### Text to read:
■ ■ ■ ■ ■
A better way to describe exposure is to measure the average distance from each fishnet grid cell centroid to its k nearest vacant neighbors. The code block below does this using the nn_function - a custom function created for this purpose. Here we set k = 3. Note, that the choice of k affects the 'amount' of exposure.

We can now see that vars_net includes the count of vacant parcels as well as the nearest neighbor distance (vacants.nn) from every grid cell to its 3 nearest neighbors. st_c and st_coid is just shorthand for the two respective sf functions.

st_c <- st_coordinates
st_coid <- st_centroid

vars_net <-
  vars_net %>%
    mutate(
      vacants.nn =
        nn_function(st_c(st_coid(vars_net)), st_c(vacant),3))

head(vars_net)
## Simple feature collection with 6 features and 3 fields
## geometry type:  POLYGON
## dimension:      XY
## bbox:           xmin: 6415811 ymin: 1655837 xmax: 6418811 ymax: 1656337
## projected CRS:  NAD_1983_StatePlane_California_II_FIPS_0402_Feet
##   uniqueID countVacants                       geometry vacants.nn
## 1        7            0 POLYGON ((6415811 1655837, ...  12054.749
## 2        8            0 POLYGON ((6416311 1655837, ...  11555.421
## 3        9            0 POLYGON ((6416811 1655837, ...  11056.158
## 4       10            0 POLYGON ((6417311 1655837, ...  10556.972
## 5       11            0 POLYGON ((6417811 1655837, ...  10057.874
## 6       12            0 POLYGON ((6418311 1655837, ...   9558.879

When the nearest neighbor distance is mapped, a measure of exposure can be seen for every location, Citywide. Why is this a better measure of exposure, compared to the count per grid cell?

ggplot() +
  geom_sf(data = vars_net, aes(fill = vacants.nn)) +
  geom_sf(data=main_streets, colour="white", size=1) +
  scale_fill_viridis(option = "magma", direction = -1,
                    name="Vacant Distance") +
  labs(title = "Nearest neighbor distance to vacants",
       subtitle = "Market St.in white") +
  mapTheme()

Next, the mean year built and the mean building size is calculated for each grid cell by spatially joining the `landUse` parcel centroids to the `fishnet` using `aggregate`. Note the `mean` function.
■ ■ ■ ■ ■
### Extracted records:

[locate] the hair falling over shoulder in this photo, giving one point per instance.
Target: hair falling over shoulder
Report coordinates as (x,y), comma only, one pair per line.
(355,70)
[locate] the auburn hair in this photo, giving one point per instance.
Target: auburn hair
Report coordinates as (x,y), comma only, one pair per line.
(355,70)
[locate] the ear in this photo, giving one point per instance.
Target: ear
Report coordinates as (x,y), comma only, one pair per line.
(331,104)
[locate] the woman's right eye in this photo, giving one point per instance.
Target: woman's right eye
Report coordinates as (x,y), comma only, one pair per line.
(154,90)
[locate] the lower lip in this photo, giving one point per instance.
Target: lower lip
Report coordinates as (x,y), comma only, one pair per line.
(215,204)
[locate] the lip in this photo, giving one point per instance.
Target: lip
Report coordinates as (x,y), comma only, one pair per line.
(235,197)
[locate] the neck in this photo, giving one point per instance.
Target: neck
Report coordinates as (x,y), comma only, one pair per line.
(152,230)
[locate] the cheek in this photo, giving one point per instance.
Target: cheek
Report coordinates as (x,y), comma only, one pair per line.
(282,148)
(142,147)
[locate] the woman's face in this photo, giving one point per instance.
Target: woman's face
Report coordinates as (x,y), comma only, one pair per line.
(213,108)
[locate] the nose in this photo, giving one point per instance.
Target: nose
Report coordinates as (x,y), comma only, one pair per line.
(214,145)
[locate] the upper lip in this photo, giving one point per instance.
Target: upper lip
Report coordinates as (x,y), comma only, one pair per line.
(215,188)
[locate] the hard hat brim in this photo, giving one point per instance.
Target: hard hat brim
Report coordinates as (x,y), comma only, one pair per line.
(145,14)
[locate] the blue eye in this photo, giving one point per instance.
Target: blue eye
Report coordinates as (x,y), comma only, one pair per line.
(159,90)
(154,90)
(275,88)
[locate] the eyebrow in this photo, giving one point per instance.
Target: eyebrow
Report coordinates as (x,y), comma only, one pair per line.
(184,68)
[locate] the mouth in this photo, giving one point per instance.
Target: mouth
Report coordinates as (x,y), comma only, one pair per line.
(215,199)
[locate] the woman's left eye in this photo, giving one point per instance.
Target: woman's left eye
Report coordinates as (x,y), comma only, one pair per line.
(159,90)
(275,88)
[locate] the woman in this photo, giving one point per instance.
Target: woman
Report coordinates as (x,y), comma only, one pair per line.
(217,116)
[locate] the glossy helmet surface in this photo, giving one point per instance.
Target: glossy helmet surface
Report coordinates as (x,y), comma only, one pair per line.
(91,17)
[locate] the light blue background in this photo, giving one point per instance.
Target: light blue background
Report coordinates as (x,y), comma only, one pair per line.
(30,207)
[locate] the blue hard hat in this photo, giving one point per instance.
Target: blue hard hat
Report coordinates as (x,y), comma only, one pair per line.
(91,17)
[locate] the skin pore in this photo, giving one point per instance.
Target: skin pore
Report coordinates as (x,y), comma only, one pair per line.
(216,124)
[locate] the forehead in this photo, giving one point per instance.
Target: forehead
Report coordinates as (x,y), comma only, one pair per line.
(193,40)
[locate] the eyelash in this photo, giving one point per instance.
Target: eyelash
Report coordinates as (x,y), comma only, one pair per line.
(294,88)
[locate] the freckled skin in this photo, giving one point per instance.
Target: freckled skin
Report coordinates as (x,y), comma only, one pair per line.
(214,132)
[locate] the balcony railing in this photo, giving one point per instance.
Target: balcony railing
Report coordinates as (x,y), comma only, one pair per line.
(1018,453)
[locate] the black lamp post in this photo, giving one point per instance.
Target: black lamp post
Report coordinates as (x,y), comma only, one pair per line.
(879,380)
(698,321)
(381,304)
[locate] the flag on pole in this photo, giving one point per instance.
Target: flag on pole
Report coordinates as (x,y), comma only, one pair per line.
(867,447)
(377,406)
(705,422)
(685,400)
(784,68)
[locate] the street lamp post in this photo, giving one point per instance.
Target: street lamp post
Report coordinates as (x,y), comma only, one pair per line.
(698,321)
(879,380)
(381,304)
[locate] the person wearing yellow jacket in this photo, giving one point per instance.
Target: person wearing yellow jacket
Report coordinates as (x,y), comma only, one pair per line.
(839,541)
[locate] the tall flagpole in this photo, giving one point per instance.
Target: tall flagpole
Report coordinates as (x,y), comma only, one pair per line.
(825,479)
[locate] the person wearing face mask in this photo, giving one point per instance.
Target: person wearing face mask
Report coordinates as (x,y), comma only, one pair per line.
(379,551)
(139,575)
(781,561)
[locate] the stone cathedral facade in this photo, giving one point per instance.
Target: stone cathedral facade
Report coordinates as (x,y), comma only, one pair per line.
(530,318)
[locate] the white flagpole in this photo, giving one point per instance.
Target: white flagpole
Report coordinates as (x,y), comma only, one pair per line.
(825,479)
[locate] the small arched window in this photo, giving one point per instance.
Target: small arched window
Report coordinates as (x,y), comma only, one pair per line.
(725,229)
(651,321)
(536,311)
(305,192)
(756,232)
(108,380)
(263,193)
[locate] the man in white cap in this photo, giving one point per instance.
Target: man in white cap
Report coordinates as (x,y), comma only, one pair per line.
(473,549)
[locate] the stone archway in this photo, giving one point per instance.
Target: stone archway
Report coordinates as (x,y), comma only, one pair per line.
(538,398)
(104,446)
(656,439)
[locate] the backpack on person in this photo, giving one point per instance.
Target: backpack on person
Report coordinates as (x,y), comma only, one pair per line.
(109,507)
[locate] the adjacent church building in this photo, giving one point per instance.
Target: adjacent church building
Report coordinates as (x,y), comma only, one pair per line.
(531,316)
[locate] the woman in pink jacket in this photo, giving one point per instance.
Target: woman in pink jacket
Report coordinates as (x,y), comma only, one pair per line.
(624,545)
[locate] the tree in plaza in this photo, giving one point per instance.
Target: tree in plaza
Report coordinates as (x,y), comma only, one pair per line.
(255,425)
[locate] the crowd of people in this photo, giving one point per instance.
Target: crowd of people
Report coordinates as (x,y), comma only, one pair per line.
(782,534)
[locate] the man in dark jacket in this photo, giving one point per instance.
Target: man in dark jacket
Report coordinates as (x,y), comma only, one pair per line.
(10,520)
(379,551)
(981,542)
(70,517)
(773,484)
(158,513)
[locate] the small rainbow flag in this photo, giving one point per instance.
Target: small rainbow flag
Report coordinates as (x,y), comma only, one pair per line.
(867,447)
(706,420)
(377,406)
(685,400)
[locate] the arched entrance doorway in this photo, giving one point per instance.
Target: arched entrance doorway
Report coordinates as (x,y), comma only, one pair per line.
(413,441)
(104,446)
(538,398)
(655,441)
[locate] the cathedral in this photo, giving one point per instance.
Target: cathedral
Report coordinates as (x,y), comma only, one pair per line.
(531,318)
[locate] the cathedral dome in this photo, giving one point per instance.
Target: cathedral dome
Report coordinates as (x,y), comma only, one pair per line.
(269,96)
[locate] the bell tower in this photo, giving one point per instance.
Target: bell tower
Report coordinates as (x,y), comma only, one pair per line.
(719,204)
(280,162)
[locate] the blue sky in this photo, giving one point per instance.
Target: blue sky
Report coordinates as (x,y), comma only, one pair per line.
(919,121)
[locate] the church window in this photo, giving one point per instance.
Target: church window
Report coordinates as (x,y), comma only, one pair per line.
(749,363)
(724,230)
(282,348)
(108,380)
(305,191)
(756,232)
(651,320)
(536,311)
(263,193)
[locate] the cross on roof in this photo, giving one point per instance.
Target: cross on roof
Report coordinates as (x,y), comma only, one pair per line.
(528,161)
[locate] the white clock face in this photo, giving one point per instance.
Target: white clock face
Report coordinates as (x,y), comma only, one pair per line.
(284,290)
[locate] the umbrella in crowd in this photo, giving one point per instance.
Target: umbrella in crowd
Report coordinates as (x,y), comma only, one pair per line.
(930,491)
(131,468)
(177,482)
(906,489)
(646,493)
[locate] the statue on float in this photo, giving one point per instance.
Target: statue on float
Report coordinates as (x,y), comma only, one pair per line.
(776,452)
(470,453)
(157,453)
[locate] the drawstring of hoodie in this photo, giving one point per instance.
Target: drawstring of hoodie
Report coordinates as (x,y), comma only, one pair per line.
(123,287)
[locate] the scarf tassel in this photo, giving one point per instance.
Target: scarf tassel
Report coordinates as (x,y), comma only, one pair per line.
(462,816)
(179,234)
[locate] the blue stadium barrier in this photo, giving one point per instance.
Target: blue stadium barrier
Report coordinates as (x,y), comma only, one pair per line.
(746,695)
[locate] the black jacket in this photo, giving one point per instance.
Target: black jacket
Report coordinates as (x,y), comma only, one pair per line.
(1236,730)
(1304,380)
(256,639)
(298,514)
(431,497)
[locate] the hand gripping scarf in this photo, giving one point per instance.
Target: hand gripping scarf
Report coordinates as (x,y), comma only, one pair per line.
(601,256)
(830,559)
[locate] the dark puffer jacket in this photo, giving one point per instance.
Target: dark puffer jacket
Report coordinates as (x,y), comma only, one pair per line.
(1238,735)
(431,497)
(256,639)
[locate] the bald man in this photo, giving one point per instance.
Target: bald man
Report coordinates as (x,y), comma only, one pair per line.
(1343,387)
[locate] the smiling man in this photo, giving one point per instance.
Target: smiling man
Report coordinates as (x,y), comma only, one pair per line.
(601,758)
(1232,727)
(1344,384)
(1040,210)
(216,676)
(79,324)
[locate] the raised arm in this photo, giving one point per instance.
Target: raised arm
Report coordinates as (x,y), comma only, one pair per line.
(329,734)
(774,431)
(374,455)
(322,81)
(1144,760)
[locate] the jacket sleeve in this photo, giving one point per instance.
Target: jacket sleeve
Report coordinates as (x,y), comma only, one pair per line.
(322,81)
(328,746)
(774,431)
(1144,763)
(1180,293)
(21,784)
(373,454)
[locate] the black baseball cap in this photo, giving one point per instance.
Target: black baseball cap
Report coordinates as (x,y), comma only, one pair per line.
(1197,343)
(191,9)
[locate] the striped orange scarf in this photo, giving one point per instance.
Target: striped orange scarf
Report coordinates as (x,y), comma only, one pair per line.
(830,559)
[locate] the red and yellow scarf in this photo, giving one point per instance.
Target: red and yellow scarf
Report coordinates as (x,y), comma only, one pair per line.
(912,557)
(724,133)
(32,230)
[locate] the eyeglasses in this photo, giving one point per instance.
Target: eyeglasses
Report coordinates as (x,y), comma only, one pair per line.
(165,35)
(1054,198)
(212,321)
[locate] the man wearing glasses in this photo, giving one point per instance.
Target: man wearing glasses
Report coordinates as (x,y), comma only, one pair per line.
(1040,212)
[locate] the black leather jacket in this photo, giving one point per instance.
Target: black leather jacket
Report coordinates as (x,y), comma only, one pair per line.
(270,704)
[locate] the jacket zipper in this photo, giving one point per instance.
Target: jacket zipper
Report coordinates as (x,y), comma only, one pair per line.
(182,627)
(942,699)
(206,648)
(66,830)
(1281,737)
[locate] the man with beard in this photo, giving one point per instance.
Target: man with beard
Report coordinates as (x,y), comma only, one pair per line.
■ ■ ■ ■ ■
### Work to do:
(1) In the tutorial on measuring exposure to vacant parcels, what value of k is used?
(2) Summarize the tutorial on measuring exposure to vacant parcels in two sentences.
(3) Write the next part of the tutorial on measuring exposure to vacant parcels, continuing from its final sentence.

### Answers provided:
(1) k is set to 3.

(2) Exposure is measured as the average distance from each fishnet grid cell centroid to its k nearest vacant neighbors, computed with a custom nn_function and k set to 3. The resulting vars_net holds both the count of vacant parcels and this nearest neighbor distance, which can be mapped to show a measure of exposure for every location citywide.

(3)
vars_net <-
  cbind(st_drop_geometry(vars_net),
    st_centroid(landUse) %>%
    dplyr::select(yrbuilt, bldgsqft) %>%
    aggregate(., fishnet, mean) %>%
    mutate(yrbuilt = replace_na(yrbuilt, 0),
           bldgsqft = replace_na(bldgsqft, 0))) %>%
  st_sf()

Parcels developed before 1900 are removed and the mean year is mapped. Here we hypothesize that building age is correlated with fire risk.

ggplot() +
    geom_sf(data=filter(vars_net, yrbuilt >= 1900), aes(fill = yrbuilt)) +
    geom_sf(data=main_streets, colour="white", size=1) +
    scale_fill_viridis(option = "magma",
                      name="Year") +
    labs(title = "Mean year built of parcels",
         subtitle = "Market St. in white") +
    mapTheme()

Wrangle graffiti data

Graffiti is one measure of blight, and San Francisco collects geocoded grafitti reports in their 311 data. Here we grab 5000 random graffiti reports using the limit function in read.socrata.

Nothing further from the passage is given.